Entries taken from a collection
Content starts
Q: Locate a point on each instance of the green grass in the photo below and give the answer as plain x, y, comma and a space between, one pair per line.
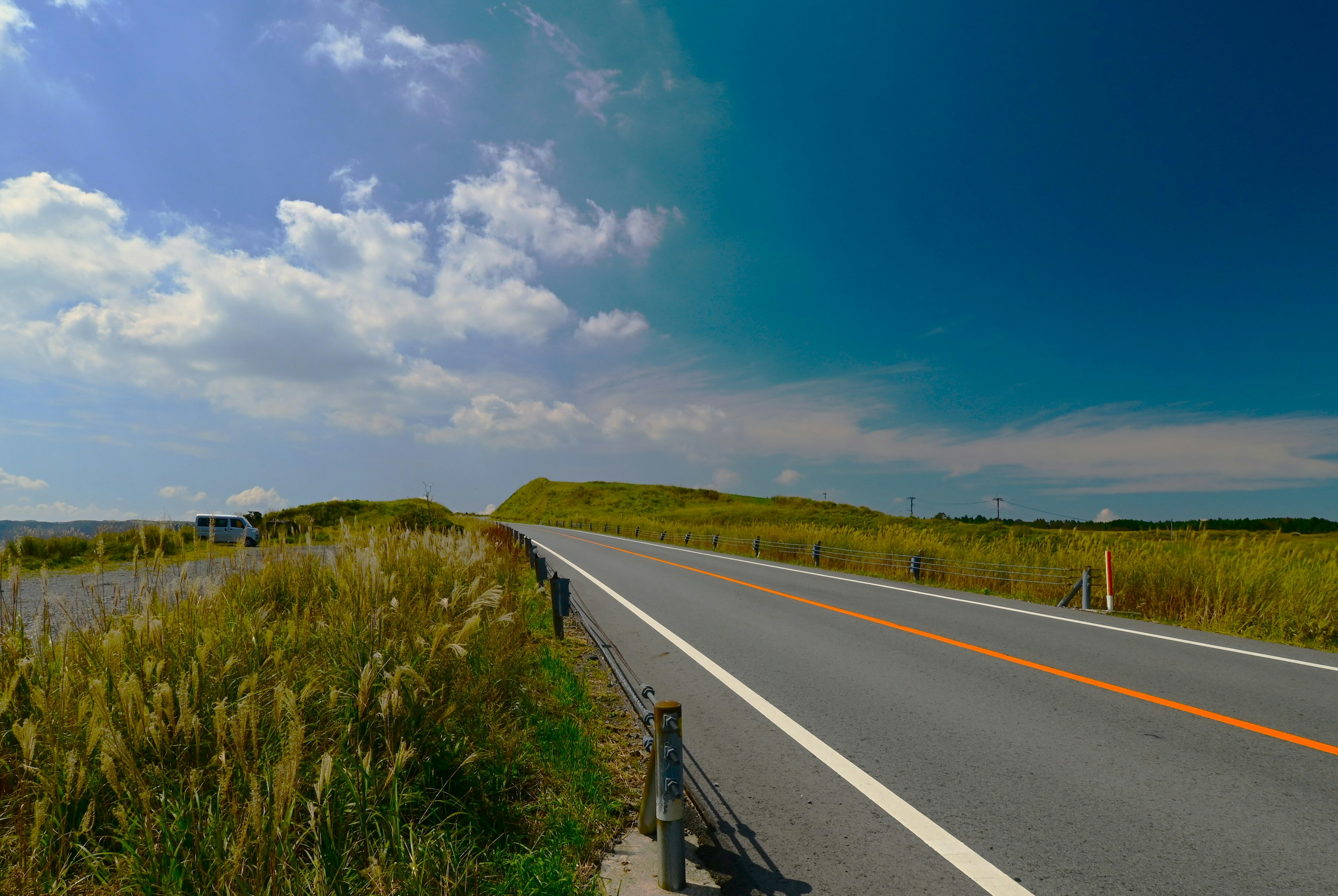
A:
1261, 585
398, 721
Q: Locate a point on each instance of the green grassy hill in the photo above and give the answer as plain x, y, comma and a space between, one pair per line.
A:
407, 513
544, 499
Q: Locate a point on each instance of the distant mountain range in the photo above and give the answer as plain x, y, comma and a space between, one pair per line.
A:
11, 530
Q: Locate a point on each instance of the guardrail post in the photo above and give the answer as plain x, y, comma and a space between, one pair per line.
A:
1110, 583
556, 600
669, 795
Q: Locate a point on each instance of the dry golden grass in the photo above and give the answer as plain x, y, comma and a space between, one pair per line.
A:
395, 721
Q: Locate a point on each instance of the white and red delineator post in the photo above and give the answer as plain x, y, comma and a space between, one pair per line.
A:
1110, 583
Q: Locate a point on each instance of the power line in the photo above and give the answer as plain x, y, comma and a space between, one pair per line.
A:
1070, 517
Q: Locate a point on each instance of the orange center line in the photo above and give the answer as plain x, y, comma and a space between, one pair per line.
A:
1095, 682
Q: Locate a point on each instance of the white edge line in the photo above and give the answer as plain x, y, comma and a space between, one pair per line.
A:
980, 604
967, 860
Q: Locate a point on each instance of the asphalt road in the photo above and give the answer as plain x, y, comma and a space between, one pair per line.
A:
1063, 786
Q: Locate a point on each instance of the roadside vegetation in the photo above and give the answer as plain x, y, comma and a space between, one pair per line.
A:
1263, 585
324, 523
395, 721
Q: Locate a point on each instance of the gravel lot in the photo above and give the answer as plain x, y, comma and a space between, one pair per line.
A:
71, 598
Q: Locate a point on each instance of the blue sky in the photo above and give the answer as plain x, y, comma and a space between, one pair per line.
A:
1079, 256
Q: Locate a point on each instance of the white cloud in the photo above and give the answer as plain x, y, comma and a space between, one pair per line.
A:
724, 479
14, 21
181, 493
363, 41
405, 49
344, 51
356, 193
513, 424
612, 326
526, 214
315, 326
21, 482
257, 498
591, 87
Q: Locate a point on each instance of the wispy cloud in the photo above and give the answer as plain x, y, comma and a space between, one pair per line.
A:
257, 498
591, 87
21, 482
609, 327
14, 22
358, 35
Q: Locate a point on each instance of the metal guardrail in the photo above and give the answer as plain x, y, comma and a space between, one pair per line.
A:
661, 814
917, 566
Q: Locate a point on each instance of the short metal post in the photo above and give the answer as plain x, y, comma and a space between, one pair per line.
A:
674, 874
564, 596
1110, 583
557, 606
647, 818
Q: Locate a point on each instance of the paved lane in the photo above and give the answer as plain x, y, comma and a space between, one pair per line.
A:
1068, 787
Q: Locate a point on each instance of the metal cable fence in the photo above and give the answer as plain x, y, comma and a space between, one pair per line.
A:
890, 565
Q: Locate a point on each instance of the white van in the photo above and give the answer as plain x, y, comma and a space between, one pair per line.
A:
226, 530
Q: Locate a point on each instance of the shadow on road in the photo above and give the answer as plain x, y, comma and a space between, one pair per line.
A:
731, 847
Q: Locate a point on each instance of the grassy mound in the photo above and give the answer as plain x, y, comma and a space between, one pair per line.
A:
394, 721
1260, 585
698, 507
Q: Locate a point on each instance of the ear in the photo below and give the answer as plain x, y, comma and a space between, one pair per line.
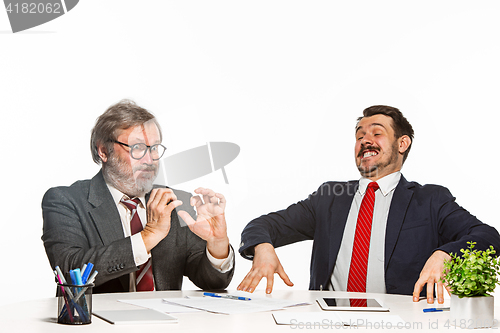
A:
404, 143
103, 154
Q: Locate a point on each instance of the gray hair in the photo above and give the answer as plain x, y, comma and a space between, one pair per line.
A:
120, 116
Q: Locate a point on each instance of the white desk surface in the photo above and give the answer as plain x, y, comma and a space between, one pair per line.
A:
40, 316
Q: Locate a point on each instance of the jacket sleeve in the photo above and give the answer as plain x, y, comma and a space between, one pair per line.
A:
70, 239
293, 224
456, 226
198, 267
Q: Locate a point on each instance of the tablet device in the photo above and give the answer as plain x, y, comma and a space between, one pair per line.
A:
350, 304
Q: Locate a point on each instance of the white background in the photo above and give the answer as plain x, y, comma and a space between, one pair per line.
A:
285, 80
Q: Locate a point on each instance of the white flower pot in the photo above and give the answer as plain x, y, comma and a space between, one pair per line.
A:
472, 312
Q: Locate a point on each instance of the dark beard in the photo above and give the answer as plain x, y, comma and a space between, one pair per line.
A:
367, 173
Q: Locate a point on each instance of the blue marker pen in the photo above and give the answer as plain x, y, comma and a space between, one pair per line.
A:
227, 296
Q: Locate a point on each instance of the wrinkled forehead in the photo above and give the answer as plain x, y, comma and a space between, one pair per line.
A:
376, 121
145, 133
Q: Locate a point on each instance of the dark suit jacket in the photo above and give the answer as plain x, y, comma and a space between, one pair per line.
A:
421, 220
81, 224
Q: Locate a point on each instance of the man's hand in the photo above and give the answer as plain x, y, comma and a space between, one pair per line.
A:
161, 203
210, 223
265, 264
430, 274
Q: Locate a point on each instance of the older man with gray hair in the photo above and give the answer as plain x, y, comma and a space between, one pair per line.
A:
128, 228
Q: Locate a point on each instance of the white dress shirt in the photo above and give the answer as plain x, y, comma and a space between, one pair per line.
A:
139, 251
375, 279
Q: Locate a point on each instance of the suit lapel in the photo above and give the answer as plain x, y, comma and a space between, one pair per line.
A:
104, 212
397, 213
341, 207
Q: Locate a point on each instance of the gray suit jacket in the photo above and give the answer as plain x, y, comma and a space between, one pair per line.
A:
81, 224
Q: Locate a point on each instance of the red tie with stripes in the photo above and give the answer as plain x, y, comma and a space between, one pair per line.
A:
361, 246
144, 276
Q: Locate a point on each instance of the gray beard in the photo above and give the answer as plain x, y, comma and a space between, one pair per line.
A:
117, 174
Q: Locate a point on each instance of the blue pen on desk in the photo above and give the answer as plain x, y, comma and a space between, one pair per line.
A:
436, 309
86, 272
227, 296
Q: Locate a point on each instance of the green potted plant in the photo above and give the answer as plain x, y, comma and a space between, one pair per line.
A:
471, 278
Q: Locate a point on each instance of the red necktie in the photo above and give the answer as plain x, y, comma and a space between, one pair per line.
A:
144, 276
361, 246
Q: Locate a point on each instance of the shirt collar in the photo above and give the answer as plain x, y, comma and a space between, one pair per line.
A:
386, 184
117, 196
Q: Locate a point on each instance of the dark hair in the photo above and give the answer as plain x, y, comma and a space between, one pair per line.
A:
122, 115
400, 124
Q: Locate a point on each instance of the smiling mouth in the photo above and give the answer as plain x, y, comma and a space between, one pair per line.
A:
368, 153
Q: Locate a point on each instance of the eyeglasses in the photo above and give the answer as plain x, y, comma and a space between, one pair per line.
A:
138, 150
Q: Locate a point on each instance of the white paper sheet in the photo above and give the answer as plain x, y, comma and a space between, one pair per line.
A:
229, 306
158, 305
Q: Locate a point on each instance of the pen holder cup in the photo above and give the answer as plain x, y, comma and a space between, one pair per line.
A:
74, 304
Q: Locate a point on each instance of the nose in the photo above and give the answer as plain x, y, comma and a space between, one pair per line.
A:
367, 139
147, 158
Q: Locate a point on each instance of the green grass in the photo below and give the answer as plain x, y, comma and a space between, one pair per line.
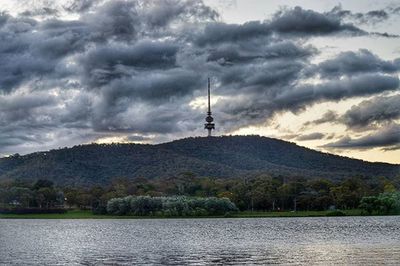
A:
79, 214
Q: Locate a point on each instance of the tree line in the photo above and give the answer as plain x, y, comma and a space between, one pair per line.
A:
262, 193
170, 206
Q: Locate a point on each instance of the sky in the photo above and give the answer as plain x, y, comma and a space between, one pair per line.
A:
322, 74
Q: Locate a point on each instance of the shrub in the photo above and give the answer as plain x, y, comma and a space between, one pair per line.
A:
170, 206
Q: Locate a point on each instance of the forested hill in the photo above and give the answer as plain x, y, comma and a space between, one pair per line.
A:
228, 156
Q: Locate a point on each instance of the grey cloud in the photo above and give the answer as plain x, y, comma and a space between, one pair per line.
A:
295, 21
160, 13
375, 111
80, 6
106, 63
367, 84
350, 63
132, 67
328, 117
389, 136
373, 16
312, 136
298, 20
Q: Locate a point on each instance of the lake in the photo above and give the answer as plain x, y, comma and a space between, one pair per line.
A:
293, 241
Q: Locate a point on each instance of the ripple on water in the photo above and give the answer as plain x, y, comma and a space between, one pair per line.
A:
317, 241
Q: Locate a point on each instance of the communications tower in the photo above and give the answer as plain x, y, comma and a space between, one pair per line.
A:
209, 119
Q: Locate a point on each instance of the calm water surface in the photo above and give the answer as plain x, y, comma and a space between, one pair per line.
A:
289, 241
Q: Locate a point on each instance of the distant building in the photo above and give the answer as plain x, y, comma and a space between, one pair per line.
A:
209, 119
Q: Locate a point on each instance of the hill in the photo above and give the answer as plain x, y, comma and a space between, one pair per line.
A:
227, 156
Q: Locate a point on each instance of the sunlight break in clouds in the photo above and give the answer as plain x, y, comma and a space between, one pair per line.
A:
323, 75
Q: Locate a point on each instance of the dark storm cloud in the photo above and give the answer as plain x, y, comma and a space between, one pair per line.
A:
350, 63
312, 136
106, 63
373, 16
375, 111
389, 136
133, 67
328, 117
80, 6
295, 21
162, 12
367, 84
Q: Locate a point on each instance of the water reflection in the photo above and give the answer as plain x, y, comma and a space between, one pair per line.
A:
293, 241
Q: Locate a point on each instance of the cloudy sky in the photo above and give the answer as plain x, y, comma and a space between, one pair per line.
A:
322, 74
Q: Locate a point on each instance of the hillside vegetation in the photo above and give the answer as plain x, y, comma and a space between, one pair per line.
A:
221, 157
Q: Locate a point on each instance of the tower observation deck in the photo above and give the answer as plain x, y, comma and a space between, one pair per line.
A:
209, 119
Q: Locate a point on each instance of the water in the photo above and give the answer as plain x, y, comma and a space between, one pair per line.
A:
289, 241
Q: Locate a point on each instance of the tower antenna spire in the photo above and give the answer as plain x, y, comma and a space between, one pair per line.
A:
209, 104
209, 119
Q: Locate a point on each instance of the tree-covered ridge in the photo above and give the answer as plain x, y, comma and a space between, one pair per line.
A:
170, 206
222, 157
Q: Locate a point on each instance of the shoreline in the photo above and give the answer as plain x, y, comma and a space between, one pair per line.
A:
78, 214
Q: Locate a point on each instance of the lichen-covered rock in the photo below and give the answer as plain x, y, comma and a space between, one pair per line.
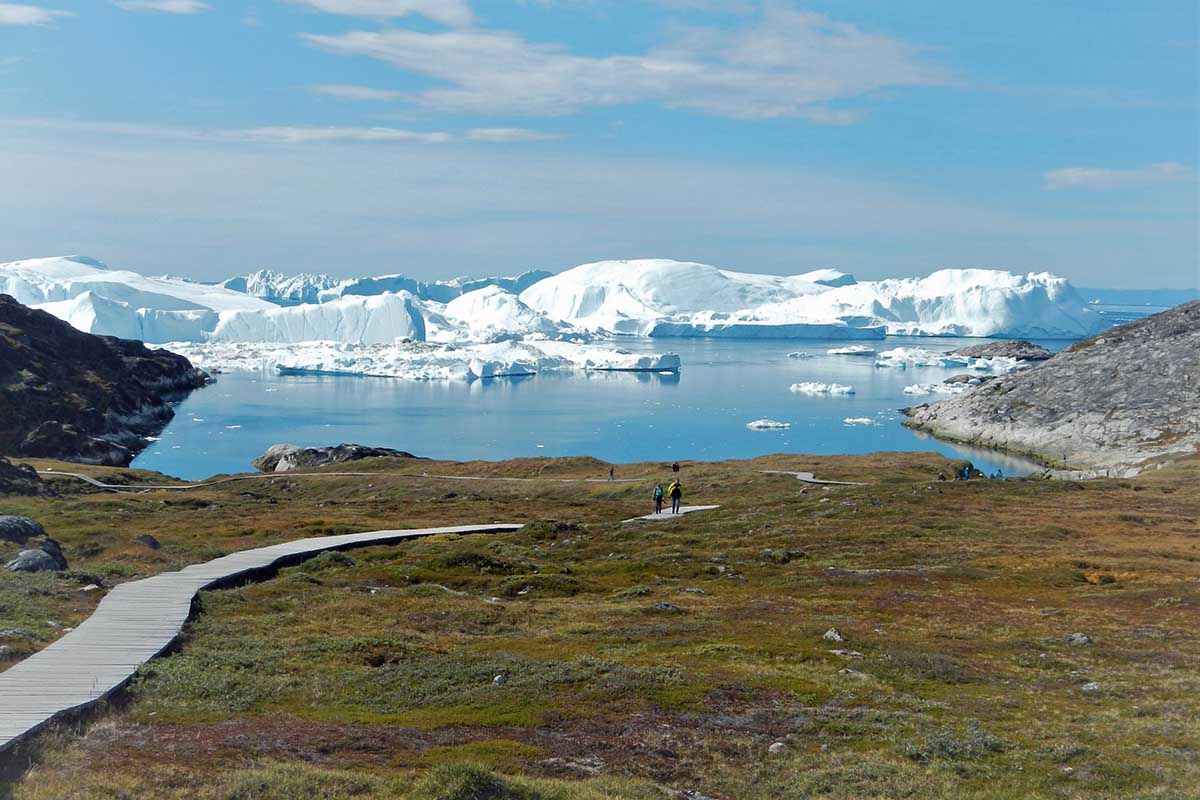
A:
19, 479
1103, 405
281, 458
19, 530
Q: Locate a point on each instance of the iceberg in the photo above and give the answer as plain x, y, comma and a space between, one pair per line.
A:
809, 388
664, 298
768, 425
421, 360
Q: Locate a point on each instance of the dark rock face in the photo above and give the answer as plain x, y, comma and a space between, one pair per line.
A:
70, 395
47, 559
280, 458
147, 540
19, 530
1103, 407
1011, 349
19, 479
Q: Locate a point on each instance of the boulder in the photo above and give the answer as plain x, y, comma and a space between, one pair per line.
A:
281, 458
19, 530
48, 558
19, 479
147, 540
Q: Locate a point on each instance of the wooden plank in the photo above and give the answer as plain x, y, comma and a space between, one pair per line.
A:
138, 620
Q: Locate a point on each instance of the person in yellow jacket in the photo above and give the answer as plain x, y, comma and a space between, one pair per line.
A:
676, 493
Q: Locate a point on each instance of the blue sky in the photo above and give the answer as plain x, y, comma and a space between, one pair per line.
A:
449, 137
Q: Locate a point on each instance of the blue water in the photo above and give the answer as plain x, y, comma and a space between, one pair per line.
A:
699, 414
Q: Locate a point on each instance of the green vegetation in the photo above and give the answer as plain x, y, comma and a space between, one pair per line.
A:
643, 660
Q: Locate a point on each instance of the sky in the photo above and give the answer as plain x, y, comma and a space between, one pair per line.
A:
481, 137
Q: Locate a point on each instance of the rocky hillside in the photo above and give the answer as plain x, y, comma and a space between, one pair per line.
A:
70, 395
1105, 404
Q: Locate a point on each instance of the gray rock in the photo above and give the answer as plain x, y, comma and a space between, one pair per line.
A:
47, 559
281, 458
19, 530
833, 635
1018, 349
1102, 407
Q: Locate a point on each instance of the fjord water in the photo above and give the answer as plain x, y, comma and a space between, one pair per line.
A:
699, 414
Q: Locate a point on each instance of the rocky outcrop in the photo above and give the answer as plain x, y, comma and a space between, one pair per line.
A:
70, 395
280, 458
1018, 349
48, 558
1104, 405
19, 479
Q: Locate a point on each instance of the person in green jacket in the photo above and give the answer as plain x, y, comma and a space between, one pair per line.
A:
676, 492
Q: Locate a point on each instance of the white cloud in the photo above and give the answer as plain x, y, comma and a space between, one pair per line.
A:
785, 64
346, 91
448, 12
304, 134
165, 6
1098, 178
505, 136
13, 13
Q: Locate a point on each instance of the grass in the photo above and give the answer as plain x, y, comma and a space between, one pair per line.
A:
648, 659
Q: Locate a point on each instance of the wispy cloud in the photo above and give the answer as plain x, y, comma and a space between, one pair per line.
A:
15, 13
346, 91
304, 134
1098, 178
280, 134
785, 62
163, 6
505, 136
448, 12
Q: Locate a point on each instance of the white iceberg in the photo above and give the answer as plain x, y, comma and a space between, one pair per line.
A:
810, 388
768, 425
935, 389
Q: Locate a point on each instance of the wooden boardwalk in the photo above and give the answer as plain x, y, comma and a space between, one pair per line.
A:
138, 620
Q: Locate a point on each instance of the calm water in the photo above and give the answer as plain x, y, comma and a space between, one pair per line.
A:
699, 414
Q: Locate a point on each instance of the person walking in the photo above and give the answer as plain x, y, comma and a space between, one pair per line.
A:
676, 492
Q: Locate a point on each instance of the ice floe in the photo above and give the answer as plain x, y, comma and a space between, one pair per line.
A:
810, 388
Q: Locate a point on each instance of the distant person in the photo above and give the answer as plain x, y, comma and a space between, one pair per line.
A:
676, 492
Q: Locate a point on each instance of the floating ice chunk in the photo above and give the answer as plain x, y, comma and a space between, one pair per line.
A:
810, 388
935, 389
768, 425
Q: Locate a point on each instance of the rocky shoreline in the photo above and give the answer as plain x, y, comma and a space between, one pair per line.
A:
75, 396
1110, 404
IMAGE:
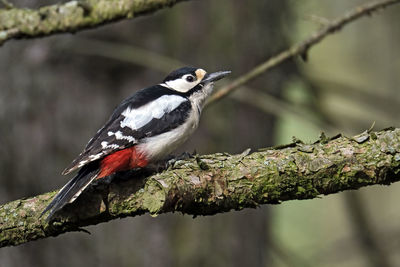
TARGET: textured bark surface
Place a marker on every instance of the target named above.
(216, 183)
(71, 16)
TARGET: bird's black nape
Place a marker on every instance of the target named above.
(176, 74)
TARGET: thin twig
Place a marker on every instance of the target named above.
(301, 48)
(143, 57)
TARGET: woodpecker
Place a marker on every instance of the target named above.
(144, 128)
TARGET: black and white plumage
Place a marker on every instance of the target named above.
(144, 128)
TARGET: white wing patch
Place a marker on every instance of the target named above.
(120, 136)
(137, 118)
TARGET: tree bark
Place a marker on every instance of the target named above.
(217, 183)
(71, 16)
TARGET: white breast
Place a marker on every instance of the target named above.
(157, 147)
(137, 118)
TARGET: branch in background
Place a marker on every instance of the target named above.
(143, 57)
(301, 48)
(218, 183)
(71, 16)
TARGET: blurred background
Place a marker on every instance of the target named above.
(57, 91)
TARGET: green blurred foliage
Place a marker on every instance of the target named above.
(53, 98)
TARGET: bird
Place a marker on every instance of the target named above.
(144, 128)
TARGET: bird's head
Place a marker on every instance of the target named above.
(189, 80)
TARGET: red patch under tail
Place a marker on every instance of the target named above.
(122, 160)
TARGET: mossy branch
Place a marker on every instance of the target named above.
(71, 16)
(218, 183)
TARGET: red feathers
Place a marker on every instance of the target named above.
(121, 160)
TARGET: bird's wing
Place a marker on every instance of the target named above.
(130, 123)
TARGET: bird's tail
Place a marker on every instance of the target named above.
(72, 189)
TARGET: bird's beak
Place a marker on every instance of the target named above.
(215, 76)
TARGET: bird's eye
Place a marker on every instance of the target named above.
(190, 78)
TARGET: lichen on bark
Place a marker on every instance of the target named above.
(71, 16)
(216, 183)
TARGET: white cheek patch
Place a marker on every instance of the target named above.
Content ends
#### Your assignment:
Whenever a line of the data above includes the word "metal", copy that line.

#### Solution below:
Q: Locate a point on each instance of the metal guardrail in the photo above and give the answer as plain x, y, comma and a space between, one pair per line.
Q: Locate a point on each instance of the short metal post in the photo above and give the answer as plain x, y, comma and a space between, one pair per line.
Q: Locate a point on each instance of the metal cable fence in the photo above and give the answer as plain x, y, comma and a space between, one pair per line.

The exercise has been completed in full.